Tuesday, July 20, 2010

Legal Process Outsourcing - Smoke Clearing & Mirrors Cracking?

After two years of hype, press releases, and marketing materials based around the Legal Process Outsourcing (LPO) trends hitting international firms, are we now seeing real cracks in the revolution appear (backing up some of those who doubted the industry's ability to embrace such a change with any real commitment)?

The Lawyer Magazine in London has this week run with three news pieces which indicate that all is not necessarily wonderful in the land of the LPO.

The first is an overview of Integreon's (the leading vendor in this space) projected 26% losses in the UK. The cause of these losses is thought to be a reluctance on the part of law firms to actually send work offshore. Full story
here. According to Margaret Taylor of The Lawyer, Integreon's operation in Bristol keeps the bulk of its work (90%) on-site rather than sending it to lower-cost offices in Asia or Africa. It also currently pays out the bulk of its revenues in salaries.

* [RECORD LIST]:
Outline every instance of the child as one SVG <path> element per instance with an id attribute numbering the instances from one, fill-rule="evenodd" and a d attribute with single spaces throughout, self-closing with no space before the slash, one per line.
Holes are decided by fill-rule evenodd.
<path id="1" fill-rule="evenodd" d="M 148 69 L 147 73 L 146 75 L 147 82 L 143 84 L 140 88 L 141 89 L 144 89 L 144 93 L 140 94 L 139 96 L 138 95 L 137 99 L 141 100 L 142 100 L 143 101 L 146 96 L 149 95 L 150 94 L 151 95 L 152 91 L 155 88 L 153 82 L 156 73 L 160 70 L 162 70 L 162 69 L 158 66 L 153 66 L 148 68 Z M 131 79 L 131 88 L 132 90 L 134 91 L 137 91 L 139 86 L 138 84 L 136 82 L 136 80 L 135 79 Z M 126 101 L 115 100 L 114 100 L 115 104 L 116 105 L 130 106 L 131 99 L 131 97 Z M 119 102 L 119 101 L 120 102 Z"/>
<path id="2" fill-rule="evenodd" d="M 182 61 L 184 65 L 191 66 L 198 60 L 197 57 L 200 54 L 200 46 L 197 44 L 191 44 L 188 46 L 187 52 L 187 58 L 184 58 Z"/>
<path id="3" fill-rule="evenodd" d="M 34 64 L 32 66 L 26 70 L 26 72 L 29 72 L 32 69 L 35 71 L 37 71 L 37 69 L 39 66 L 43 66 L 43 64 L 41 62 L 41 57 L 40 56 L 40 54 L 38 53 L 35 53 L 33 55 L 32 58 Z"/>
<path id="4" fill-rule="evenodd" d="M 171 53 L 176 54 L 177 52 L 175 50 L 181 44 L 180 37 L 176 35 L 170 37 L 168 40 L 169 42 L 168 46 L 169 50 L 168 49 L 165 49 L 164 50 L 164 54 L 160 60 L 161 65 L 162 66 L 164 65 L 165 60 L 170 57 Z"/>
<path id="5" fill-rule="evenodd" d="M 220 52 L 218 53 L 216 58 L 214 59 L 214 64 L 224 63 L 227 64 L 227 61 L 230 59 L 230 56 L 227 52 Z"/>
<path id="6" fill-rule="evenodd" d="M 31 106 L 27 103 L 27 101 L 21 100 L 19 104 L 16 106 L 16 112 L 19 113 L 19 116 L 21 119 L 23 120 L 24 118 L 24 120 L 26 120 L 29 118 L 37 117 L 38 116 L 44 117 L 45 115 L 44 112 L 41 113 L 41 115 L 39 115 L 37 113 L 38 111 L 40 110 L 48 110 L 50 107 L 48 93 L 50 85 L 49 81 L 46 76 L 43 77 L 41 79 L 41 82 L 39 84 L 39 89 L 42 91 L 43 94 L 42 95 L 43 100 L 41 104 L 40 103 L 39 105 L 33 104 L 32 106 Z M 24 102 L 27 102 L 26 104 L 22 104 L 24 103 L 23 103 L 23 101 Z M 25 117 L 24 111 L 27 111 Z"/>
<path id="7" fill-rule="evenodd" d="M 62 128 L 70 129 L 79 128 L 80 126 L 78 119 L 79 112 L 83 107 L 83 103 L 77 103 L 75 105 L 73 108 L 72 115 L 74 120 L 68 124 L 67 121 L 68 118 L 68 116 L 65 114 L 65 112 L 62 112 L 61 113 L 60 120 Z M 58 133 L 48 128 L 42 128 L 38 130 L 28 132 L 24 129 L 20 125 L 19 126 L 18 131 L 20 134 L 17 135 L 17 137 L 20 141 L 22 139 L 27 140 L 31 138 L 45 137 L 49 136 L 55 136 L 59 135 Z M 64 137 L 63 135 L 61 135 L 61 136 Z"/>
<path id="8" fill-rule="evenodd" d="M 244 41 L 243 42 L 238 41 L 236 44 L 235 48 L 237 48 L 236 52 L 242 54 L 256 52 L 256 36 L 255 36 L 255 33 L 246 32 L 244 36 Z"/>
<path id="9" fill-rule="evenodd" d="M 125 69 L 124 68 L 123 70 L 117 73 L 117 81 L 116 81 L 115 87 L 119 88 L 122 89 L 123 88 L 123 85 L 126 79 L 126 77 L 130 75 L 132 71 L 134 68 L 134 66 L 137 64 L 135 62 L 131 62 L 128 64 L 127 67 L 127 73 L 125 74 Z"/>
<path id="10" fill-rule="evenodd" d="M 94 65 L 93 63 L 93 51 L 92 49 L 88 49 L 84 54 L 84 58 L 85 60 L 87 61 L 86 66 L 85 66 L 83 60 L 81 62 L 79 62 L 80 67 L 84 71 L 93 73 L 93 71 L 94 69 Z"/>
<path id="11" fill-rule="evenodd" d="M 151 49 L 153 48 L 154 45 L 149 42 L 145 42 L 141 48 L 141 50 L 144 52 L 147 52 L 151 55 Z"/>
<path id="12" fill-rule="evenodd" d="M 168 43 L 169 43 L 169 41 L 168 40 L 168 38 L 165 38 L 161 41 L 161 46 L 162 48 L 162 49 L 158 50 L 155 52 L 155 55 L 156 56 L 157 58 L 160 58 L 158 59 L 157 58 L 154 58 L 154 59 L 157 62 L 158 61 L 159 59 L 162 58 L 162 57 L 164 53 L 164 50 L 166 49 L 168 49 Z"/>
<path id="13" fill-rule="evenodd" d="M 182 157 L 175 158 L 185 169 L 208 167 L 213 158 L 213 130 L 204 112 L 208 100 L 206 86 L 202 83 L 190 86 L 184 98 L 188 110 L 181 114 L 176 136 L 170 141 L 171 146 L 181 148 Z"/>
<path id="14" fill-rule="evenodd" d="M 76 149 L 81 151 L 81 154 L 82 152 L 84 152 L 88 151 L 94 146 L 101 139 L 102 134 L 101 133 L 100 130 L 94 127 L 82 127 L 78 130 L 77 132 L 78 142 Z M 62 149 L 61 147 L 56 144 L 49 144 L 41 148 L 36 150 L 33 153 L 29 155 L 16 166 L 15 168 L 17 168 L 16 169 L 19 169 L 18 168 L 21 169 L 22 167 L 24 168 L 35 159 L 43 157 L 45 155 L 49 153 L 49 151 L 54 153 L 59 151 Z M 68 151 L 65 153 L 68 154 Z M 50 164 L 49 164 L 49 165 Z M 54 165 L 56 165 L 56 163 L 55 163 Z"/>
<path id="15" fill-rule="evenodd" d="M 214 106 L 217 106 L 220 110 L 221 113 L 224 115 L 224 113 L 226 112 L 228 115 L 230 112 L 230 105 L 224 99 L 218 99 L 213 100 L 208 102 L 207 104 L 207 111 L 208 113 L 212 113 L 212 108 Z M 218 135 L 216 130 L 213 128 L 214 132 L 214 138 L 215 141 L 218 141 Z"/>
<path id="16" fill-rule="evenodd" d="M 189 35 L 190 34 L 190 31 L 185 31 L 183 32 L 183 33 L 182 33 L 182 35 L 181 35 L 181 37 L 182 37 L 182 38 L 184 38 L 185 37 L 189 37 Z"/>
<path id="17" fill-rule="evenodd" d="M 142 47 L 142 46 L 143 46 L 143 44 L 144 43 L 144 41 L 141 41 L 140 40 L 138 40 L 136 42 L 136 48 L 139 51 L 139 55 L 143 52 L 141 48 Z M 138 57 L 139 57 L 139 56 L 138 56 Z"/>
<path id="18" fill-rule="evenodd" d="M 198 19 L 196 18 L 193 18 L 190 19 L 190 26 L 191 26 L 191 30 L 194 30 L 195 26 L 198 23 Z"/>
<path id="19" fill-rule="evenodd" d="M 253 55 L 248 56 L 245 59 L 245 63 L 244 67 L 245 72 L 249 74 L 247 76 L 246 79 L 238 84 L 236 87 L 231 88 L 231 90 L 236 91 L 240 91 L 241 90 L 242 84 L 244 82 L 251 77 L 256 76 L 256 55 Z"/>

* [EXERCISE]: From the legal process outsourcing post above, pull out word for word the part that begins with the words containing "After two years" and ends with "any real commitment)?".

* [EXERCISE ANSWER]:
After two years of hype, press releases, and marketing materials based around the Legal Process Outsourcing (LPO) trends hitting international firms, are we now seeing real cracks in the revolution appear (backing up some of those who doubted the industry's ability to embrace such a change with any real commitment)?